Records for processing section start
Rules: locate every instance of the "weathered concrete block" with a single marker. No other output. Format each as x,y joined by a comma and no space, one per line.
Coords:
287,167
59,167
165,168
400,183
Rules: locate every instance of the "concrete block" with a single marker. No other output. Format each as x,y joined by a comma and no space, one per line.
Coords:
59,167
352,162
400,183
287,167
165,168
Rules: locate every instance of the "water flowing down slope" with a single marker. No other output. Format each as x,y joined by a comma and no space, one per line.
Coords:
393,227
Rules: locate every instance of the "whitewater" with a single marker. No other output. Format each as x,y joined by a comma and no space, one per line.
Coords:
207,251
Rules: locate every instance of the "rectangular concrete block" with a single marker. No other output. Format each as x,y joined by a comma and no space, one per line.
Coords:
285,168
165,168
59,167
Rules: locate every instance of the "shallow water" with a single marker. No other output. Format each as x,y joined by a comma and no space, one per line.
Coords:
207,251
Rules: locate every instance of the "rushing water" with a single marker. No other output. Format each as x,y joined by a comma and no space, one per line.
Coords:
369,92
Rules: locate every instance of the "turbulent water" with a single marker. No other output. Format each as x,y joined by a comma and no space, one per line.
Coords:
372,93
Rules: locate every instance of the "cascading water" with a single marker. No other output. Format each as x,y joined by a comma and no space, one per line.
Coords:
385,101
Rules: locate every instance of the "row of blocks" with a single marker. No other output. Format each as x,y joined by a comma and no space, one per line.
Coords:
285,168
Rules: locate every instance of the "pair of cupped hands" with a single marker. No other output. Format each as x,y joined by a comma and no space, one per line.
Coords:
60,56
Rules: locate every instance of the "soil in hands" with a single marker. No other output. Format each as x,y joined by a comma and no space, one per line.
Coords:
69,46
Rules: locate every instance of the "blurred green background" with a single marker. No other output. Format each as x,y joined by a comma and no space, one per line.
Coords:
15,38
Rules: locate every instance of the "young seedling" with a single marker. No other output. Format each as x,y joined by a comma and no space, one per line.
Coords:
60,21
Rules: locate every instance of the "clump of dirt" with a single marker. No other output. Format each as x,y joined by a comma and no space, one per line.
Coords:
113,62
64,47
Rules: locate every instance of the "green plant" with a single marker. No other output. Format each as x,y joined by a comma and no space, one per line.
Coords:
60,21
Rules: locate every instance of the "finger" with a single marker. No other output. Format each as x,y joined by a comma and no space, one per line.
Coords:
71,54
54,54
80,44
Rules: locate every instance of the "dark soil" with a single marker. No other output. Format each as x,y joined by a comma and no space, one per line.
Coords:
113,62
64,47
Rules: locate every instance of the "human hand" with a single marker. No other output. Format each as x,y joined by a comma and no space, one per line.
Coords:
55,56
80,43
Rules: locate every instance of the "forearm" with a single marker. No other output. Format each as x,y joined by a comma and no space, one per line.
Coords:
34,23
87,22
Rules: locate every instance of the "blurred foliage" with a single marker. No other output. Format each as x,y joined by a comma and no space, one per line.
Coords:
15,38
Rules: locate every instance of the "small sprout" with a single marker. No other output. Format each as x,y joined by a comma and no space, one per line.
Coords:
Records for processing section end
What is needed: From the material above, gather all lines that include the string "blurred" and copy them.

Task result:
Rules: locate every instance of the "blurred green background" with a single marker. No other output. Format each as x,y joined by a comma and no space, one per line.
Rules: locate every instance of the "blurred foliage" with a single marker. No other output. Format each as x,y joined by a comma and no space, one per line.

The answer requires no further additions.